# Required action A
Decide whether each statement agrees with the passage on introvert exhaustion below, answering yes or no and quoting the words of the passage that settle it: (i) The writer says it is Friday afternoon. (ii) The writer claims to understand how people with a spouse and children get through their day. (iii) The writer describes each human interaction as taking little energy.
# Required action B
Carry the passage on introvert exhaustion further, starting right after its last sentence.

I’m going to level with you. I have no earthly idea how you people with a wife/husband and an assortment of kids get through your day. It’s Friday afternoon and I don’t mind telling you that I’m flat out exhausted by the week when it rolls to a close. I’m exhausted from the sheer volume of human interaction that it takes to get through the day. Being an introvert, every one of those interactions requires a tremendous amount of energy to fight my natural instinct towards keeping everything a nice respectable distance. You’re just going to have to take my word for it when I say it’s exhausting in its own right, which brings me back around to the point of this discussion.

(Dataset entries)
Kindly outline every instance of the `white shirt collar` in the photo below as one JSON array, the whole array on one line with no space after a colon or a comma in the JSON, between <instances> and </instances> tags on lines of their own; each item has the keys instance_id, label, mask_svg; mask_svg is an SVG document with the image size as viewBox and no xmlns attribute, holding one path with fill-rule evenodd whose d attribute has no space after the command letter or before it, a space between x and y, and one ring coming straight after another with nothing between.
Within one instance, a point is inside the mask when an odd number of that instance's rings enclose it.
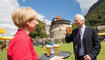
<instances>
[{"instance_id":1,"label":"white shirt collar","mask_svg":"<svg viewBox=\"0 0 105 60\"><path fill-rule=\"evenodd\" d=\"M86 28L86 26L85 25L83 25L82 27L81 27L81 33L84 33L84 31L85 31L85 28Z\"/></svg>"}]
</instances>

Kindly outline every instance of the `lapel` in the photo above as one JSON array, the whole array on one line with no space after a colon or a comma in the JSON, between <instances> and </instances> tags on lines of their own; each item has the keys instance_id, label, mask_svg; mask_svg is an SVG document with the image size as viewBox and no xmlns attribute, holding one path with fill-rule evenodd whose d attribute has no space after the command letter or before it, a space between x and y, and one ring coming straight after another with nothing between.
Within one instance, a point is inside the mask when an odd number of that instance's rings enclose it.
<instances>
[{"instance_id":1,"label":"lapel","mask_svg":"<svg viewBox=\"0 0 105 60\"><path fill-rule=\"evenodd\" d=\"M85 37L88 34L88 27L86 26L85 31L84 31L84 35L83 35L83 41L85 40Z\"/></svg>"}]
</instances>

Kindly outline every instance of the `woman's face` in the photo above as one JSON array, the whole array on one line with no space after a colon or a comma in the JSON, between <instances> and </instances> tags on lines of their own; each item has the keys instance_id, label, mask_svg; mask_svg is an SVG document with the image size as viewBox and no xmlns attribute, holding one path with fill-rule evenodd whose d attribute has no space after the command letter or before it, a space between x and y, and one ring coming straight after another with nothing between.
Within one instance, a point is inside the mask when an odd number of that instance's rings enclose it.
<instances>
[{"instance_id":1,"label":"woman's face","mask_svg":"<svg viewBox=\"0 0 105 60\"><path fill-rule=\"evenodd\" d=\"M28 28L30 30L30 32L34 32L35 31L35 27L38 25L38 21L37 20L32 20L30 22L28 22Z\"/></svg>"}]
</instances>

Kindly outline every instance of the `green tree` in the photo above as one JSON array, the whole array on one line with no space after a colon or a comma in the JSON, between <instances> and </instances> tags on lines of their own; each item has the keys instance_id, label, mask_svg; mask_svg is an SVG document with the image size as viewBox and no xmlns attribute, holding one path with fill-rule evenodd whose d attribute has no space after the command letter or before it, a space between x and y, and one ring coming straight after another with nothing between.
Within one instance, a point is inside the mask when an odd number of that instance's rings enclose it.
<instances>
[{"instance_id":1,"label":"green tree","mask_svg":"<svg viewBox=\"0 0 105 60\"><path fill-rule=\"evenodd\" d=\"M74 24L74 23L72 23L72 29L75 29L77 26Z\"/></svg>"},{"instance_id":2,"label":"green tree","mask_svg":"<svg viewBox=\"0 0 105 60\"><path fill-rule=\"evenodd\" d=\"M30 36L32 38L38 37L38 38L47 38L48 35L45 32L45 24L38 20L39 24L37 25L37 27L35 27L35 32L32 32L30 34Z\"/></svg>"}]
</instances>

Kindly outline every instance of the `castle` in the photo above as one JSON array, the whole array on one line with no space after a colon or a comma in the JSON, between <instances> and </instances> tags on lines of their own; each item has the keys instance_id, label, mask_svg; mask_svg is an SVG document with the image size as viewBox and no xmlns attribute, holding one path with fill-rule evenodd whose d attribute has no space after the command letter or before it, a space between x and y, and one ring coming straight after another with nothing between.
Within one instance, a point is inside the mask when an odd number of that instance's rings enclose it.
<instances>
[{"instance_id":1,"label":"castle","mask_svg":"<svg viewBox=\"0 0 105 60\"><path fill-rule=\"evenodd\" d=\"M46 33L50 35L50 38L65 38L67 27L71 27L70 21L56 15L51 25L46 25Z\"/></svg>"}]
</instances>

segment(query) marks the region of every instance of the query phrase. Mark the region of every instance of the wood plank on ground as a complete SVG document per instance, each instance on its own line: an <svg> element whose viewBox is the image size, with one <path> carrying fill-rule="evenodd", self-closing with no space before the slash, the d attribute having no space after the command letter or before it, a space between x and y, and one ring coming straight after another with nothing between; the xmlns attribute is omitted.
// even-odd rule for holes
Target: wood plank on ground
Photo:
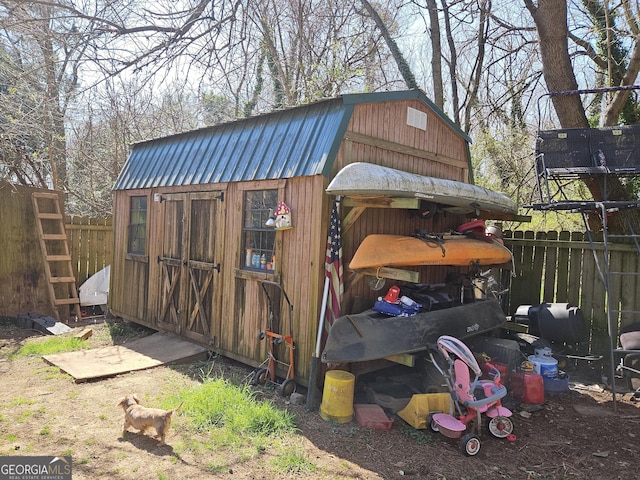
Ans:
<svg viewBox="0 0 640 480"><path fill-rule="evenodd" d="M206 358L206 348L168 333L154 333L126 345L57 353L43 358L71 375L76 382L111 377L170 363Z"/></svg>

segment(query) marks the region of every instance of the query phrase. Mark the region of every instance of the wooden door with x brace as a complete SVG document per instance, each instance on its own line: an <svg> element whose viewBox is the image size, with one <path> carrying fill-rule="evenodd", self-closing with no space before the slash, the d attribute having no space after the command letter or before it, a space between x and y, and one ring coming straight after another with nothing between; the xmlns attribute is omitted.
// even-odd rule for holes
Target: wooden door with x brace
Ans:
<svg viewBox="0 0 640 480"><path fill-rule="evenodd" d="M158 324L214 347L220 342L223 192L162 195L164 223Z"/></svg>

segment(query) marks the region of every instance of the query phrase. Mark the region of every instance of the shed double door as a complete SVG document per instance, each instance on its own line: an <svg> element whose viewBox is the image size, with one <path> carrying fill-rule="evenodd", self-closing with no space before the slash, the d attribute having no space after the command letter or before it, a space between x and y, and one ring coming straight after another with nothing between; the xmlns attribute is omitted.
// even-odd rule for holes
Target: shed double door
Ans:
<svg viewBox="0 0 640 480"><path fill-rule="evenodd" d="M202 344L218 346L224 195L162 195L159 326Z"/></svg>

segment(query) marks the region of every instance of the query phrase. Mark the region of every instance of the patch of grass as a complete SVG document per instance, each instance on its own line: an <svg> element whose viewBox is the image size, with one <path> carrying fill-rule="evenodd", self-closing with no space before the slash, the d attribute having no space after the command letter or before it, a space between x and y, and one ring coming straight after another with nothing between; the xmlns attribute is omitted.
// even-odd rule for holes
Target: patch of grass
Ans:
<svg viewBox="0 0 640 480"><path fill-rule="evenodd" d="M26 345L20 347L16 353L11 355L11 358L26 357L31 355L50 355L53 353L73 352L76 350L82 350L85 347L85 342L79 338L74 337L51 337L40 342L29 342Z"/></svg>
<svg viewBox="0 0 640 480"><path fill-rule="evenodd" d="M249 387L233 385L222 378L205 379L181 392L170 405L179 402L184 402L182 411L198 431L222 428L231 436L255 437L295 431L292 414L271 402L256 400Z"/></svg>
<svg viewBox="0 0 640 480"><path fill-rule="evenodd" d="M316 465L301 451L284 451L271 462L276 473L301 475L316 471Z"/></svg>
<svg viewBox="0 0 640 480"><path fill-rule="evenodd" d="M58 367L38 368L37 370L34 370L33 373L35 373L36 375L42 376L43 380L55 380L58 378L65 378L70 376L64 373Z"/></svg>
<svg viewBox="0 0 640 480"><path fill-rule="evenodd" d="M207 465L207 469L212 475L218 475L220 473L226 473L229 471L229 467L227 467L226 465L220 465L218 463L210 463L209 465Z"/></svg>
<svg viewBox="0 0 640 480"><path fill-rule="evenodd" d="M34 403L36 403L35 400L31 400L30 398L16 397L13 398L10 402L3 404L3 407L11 409L13 407L20 407L22 405L33 405Z"/></svg>
<svg viewBox="0 0 640 480"><path fill-rule="evenodd" d="M208 466L212 474L251 461L267 449L283 456L277 467L282 471L311 468L301 459L286 457L291 448L283 443L296 432L293 414L258 399L250 387L207 377L195 386L174 388L174 392L161 401L167 409L183 402L180 420L186 421L176 422L182 442L174 445L174 452L214 453L215 460Z"/></svg>

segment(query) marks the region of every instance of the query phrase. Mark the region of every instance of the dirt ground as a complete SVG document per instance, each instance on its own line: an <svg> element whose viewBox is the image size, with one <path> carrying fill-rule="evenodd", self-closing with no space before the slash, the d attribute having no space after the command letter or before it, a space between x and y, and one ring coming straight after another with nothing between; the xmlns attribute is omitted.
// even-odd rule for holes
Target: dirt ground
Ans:
<svg viewBox="0 0 640 480"><path fill-rule="evenodd" d="M106 324L91 327L91 346L113 344ZM76 480L274 478L268 449L249 459L230 458L215 448L176 453L172 444L188 445L194 437L181 415L165 446L136 433L122 437L123 413L116 407L122 395L160 398L168 389L197 382L201 366L163 366L77 384L42 358L8 359L37 337L6 322L0 325L0 455L72 452ZM249 367L224 358L214 363L217 371L236 378L251 373ZM628 479L635 478L639 465L640 402L618 396L614 410L611 393L587 383L547 395L537 411L516 408L516 440L499 440L483 431L475 457L465 457L456 441L415 430L398 417L389 430L371 430L355 421L338 425L273 392L261 395L295 414L296 448L301 445L316 466L315 472L300 475L306 479ZM223 465L216 470L222 473L212 474L212 465Z"/></svg>

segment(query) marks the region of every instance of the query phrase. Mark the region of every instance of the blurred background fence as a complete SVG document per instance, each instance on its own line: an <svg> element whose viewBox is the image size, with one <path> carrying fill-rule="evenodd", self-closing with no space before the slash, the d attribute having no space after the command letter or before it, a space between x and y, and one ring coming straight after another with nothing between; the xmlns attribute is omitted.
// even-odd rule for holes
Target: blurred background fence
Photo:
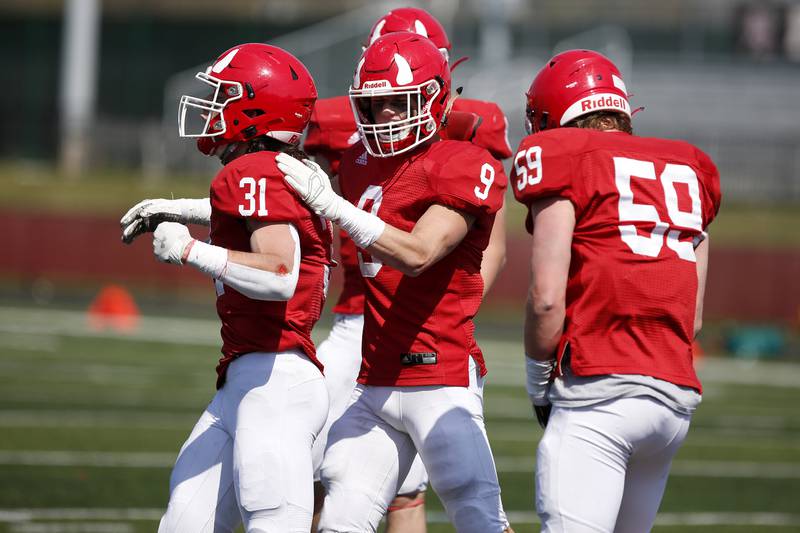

# Exercise response A
(i) Yes: "It’s Friday afternoon"
(ii) No: "I have no earthly idea how you people with a wife/husband and an assortment of kids get through your day."
(iii) No: "every one of those interactions requires a tremendous amount of energy"

# Exercise response B
I’m almost positive I’ve said this before, but my hat’s off to you guys out there who get home and then turn around and fill the night with soccer practice, dance rehearsal, tutoring, going to the mall, or whatever the case may be. How you keep up with it is quite simply beyond me. If I don’t have those 4-5 hours between work and sleep to block out the world and refocus, I’m told I have the disposition of an angry badger… and that’s not fun for anyone involved. I suppose we all do what whatever we have to based on the situation we’re in, but in this case the only thought I can offer is “better you than me.” Seriously. I have an deep, yet purely academic appreciation for what you do, but I’m so glad it’s not on my agenda that the English language doesn’t have an appropriate way to describe it. Keep up the good work.

Now if you’ll pardon me, it’s time for a glass of wine and a good book so I can marshal my energy for dealing with the world tomorrow morning.

What Annoys Jeff this Week?

1. Policy. As a young intern many years ago I cut my teeth as a policy guy. I know how to read them, how to write them, and how to interpret them to mean pretty much anything I want them to mean. That’s why I always enjoy it when someone decides to try “selling” me on the virtues of one particular policy or another. It’s pretty easy to spot a blatantly one sided policy when I read it and no amount of talking around it is going to convince me that it’s really a good thing or beneficial to me in any meaningful way. Conveniently, I don’t have to like it or even agree with it, I just have to comply it… and I’ve been doing that for years.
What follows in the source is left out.